*THE RECORDS*:
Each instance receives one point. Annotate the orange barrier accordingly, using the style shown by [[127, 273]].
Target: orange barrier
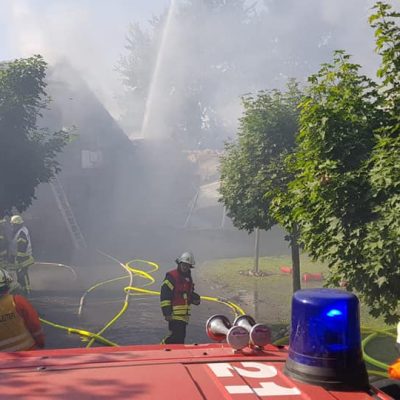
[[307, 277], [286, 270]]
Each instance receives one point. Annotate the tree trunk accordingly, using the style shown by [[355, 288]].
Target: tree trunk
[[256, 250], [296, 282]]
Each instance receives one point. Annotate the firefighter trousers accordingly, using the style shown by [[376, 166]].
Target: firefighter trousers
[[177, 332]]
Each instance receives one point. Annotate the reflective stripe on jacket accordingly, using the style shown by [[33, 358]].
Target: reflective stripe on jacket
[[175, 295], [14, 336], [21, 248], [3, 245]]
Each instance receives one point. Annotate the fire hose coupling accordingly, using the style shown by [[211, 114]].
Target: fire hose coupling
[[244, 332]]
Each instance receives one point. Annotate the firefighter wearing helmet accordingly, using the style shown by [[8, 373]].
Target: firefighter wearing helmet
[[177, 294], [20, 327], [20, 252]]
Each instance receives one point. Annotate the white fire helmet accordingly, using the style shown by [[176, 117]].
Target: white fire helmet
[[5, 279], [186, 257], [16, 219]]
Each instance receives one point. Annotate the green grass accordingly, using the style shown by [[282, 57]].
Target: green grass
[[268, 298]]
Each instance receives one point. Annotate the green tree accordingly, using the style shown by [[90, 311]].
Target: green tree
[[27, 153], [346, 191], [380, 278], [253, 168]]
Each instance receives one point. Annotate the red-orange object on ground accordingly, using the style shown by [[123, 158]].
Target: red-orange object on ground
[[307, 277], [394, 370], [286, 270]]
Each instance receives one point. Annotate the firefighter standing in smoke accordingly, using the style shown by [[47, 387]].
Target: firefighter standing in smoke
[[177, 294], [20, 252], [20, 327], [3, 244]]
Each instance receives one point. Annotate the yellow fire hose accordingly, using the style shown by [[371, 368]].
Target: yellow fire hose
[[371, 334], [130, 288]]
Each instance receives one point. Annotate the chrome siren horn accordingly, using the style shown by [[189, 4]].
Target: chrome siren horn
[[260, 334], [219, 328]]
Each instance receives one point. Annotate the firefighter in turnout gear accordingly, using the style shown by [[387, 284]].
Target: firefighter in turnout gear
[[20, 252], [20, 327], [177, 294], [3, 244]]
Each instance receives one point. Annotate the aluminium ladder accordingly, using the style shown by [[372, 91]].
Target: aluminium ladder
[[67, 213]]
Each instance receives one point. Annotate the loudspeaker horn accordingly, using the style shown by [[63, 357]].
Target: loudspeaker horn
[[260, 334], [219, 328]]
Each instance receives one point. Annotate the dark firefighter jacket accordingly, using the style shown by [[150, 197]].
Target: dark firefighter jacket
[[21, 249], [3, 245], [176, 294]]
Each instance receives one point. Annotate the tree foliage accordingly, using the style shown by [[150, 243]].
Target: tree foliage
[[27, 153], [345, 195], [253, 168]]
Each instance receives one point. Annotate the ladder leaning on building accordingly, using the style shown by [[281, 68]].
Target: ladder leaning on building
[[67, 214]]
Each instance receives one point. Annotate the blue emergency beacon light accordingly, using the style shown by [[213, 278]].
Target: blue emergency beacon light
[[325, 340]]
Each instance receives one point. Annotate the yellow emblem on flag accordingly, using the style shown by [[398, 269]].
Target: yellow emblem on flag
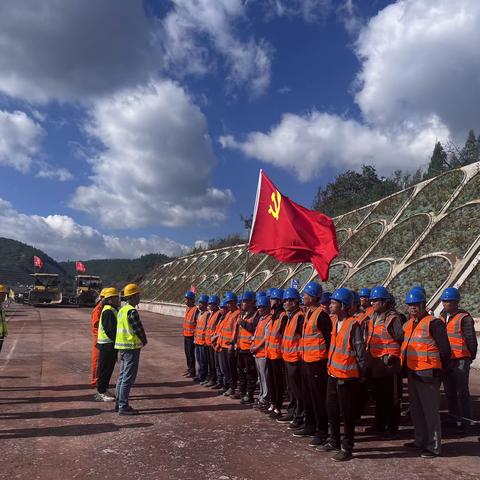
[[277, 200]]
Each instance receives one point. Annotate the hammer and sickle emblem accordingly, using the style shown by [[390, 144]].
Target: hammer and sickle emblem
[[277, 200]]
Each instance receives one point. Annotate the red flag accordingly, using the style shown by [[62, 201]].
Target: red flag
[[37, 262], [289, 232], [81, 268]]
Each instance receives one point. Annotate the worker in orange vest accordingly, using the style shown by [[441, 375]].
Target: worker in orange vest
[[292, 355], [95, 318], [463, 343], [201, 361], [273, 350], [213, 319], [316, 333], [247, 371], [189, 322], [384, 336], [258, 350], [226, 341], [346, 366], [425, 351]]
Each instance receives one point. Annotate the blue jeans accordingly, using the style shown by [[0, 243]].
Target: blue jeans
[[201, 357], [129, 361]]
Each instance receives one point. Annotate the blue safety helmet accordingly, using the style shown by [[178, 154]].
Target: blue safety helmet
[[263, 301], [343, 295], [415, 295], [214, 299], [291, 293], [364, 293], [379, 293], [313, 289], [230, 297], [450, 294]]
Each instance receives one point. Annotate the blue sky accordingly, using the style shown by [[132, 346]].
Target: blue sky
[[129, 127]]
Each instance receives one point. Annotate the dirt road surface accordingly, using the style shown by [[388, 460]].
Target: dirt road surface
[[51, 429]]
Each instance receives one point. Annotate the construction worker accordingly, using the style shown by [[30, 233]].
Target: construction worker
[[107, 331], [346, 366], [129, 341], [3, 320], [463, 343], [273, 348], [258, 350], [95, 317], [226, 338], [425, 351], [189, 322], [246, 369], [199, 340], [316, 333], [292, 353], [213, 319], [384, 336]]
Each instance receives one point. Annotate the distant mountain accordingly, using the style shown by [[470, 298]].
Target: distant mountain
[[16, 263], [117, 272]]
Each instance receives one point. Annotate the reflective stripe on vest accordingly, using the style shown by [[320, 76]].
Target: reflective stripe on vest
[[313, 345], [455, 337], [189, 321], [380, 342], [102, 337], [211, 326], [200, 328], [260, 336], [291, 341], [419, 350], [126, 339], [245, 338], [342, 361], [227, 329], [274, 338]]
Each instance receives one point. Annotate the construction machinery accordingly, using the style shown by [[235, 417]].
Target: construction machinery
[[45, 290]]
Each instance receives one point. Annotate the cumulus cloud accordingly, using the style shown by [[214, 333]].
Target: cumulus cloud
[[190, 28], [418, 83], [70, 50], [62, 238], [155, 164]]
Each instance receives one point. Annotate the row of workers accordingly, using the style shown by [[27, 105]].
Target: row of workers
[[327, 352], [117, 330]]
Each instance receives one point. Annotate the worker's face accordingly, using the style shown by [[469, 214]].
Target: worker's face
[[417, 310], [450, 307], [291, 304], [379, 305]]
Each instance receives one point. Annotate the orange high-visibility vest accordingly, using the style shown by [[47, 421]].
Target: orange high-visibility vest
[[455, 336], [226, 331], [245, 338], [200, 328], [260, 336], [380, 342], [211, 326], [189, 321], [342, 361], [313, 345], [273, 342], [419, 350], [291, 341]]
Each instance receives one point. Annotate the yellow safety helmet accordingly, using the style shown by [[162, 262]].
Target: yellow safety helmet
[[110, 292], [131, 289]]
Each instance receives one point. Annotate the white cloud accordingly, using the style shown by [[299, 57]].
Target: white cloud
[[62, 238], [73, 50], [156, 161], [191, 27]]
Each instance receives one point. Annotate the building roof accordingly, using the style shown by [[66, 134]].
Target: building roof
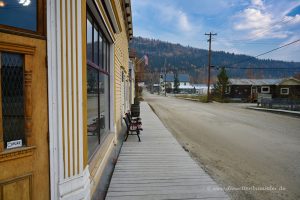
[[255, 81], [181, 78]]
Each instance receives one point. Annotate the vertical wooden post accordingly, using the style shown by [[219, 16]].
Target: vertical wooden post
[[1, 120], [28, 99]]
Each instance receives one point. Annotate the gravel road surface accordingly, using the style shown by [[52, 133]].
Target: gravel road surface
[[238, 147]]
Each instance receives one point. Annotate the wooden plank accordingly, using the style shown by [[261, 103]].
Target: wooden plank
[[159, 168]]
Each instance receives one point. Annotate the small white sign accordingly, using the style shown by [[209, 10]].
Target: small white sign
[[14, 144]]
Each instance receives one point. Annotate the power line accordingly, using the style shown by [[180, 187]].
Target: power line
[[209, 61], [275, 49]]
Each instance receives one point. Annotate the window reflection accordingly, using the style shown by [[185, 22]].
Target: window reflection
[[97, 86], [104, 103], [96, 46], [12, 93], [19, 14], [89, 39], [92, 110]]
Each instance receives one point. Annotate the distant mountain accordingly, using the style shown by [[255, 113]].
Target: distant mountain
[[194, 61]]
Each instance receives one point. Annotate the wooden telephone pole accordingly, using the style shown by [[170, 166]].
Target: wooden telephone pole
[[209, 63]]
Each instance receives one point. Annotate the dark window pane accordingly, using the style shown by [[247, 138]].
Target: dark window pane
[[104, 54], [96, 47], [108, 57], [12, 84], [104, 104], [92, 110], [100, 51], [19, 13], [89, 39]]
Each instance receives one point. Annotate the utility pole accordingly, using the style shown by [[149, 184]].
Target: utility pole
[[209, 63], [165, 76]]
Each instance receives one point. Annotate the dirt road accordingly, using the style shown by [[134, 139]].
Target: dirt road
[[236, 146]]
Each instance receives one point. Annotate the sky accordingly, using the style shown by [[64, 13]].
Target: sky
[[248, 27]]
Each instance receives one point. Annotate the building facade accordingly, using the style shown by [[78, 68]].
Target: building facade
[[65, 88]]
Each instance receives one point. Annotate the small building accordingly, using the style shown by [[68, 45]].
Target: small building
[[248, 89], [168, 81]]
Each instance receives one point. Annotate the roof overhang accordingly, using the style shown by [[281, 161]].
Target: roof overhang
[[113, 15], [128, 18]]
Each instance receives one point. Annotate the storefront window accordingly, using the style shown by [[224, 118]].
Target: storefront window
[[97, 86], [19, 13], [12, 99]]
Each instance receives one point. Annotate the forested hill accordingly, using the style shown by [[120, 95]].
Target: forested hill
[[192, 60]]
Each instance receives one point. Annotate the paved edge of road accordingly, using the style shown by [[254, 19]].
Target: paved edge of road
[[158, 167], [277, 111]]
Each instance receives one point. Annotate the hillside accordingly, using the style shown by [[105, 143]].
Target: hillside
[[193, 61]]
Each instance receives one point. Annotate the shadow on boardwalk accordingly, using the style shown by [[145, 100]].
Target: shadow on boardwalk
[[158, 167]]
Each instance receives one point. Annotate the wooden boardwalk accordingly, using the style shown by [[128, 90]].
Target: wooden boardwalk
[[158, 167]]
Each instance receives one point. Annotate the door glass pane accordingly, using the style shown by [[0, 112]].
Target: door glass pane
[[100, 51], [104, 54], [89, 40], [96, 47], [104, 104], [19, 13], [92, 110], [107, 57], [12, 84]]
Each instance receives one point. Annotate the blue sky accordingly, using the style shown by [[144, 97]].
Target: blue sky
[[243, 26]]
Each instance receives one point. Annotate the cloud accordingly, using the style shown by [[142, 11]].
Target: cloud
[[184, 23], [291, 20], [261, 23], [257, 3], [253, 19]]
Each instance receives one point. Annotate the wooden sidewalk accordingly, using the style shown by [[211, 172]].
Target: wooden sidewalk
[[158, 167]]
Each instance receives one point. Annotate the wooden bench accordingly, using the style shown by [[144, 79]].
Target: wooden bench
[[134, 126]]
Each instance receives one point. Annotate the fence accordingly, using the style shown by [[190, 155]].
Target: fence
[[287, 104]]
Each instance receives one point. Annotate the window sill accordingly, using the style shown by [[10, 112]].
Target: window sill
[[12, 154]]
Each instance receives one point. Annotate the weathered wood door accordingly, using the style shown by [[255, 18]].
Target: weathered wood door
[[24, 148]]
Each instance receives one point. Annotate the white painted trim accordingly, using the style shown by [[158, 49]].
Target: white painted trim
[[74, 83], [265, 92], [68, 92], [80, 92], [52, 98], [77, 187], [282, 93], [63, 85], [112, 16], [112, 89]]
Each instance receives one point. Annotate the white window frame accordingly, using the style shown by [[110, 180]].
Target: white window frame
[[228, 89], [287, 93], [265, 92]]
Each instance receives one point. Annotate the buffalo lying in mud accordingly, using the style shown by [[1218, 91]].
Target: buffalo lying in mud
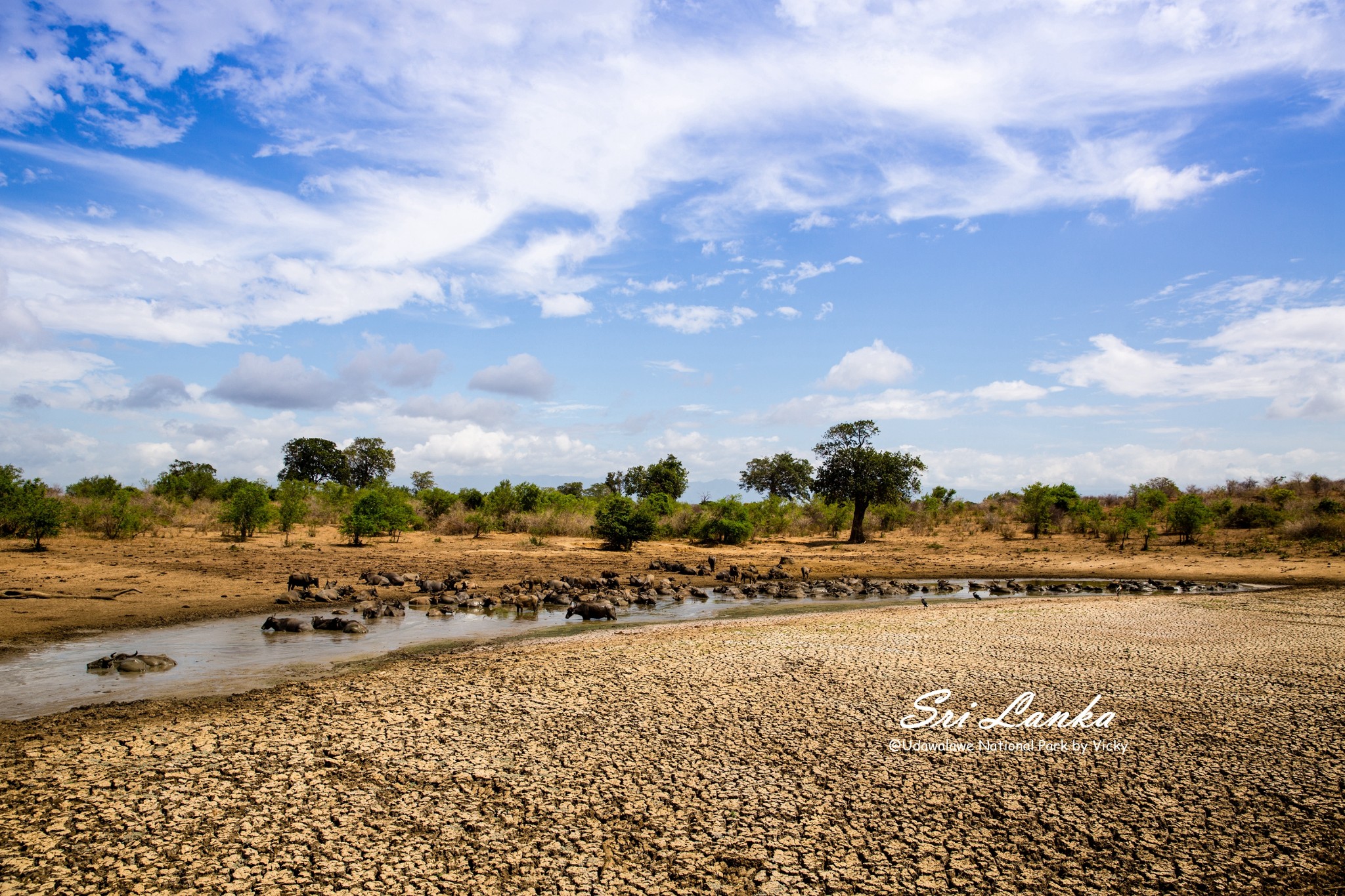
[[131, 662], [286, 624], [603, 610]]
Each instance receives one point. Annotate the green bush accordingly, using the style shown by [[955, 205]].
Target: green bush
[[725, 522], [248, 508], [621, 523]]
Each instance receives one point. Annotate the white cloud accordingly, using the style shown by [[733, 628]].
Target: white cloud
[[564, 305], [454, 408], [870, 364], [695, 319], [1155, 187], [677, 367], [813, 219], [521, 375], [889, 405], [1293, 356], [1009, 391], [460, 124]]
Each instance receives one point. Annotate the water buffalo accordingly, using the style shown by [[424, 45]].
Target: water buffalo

*TASK TO CARRY OUT*: Your reply is to be an exact repeat of the listing above from the line holding "Each instance receives one point. Annotate the worker's" down to the line holding "Each instance receives one point. Annotate the vertical", ends included, pictures excluded.

*ANSWER SECTION*:
Each instance receives one point. Annotate the worker's face accordingly, using the style shown by [[469, 214]].
Target: worker's face
[[417, 310], [450, 307], [291, 304], [379, 305]]
Each instance receives one point. Annotate the orange high-visibility vest accordingly, using the style shown by [[47, 421]].
Target: orange high-visibility vest
[[455, 336], [226, 331], [245, 338], [200, 328], [260, 336], [380, 342], [211, 326], [189, 321], [342, 361], [313, 345], [273, 342], [419, 350], [291, 341]]
Each instance receives one point. Annotate the yellow safety helmet accordingly, using the style shown by [[162, 262]].
Target: yellow safety helmet
[[110, 292], [131, 289]]
Each instance receives one point. Annotate the white cloud accordingly, using the style shown by [[299, 57]].
Target: white cloud
[[62, 238], [73, 50], [156, 161], [191, 27]]
Each instance receives one point. Annotate the building roof accordingly, using the style shown by [[66, 134]].
Target: building roof
[[255, 81], [181, 78]]
Each instance receives one point. Annotate the vertical wooden post accordingly, using the style shown by [[219, 16]].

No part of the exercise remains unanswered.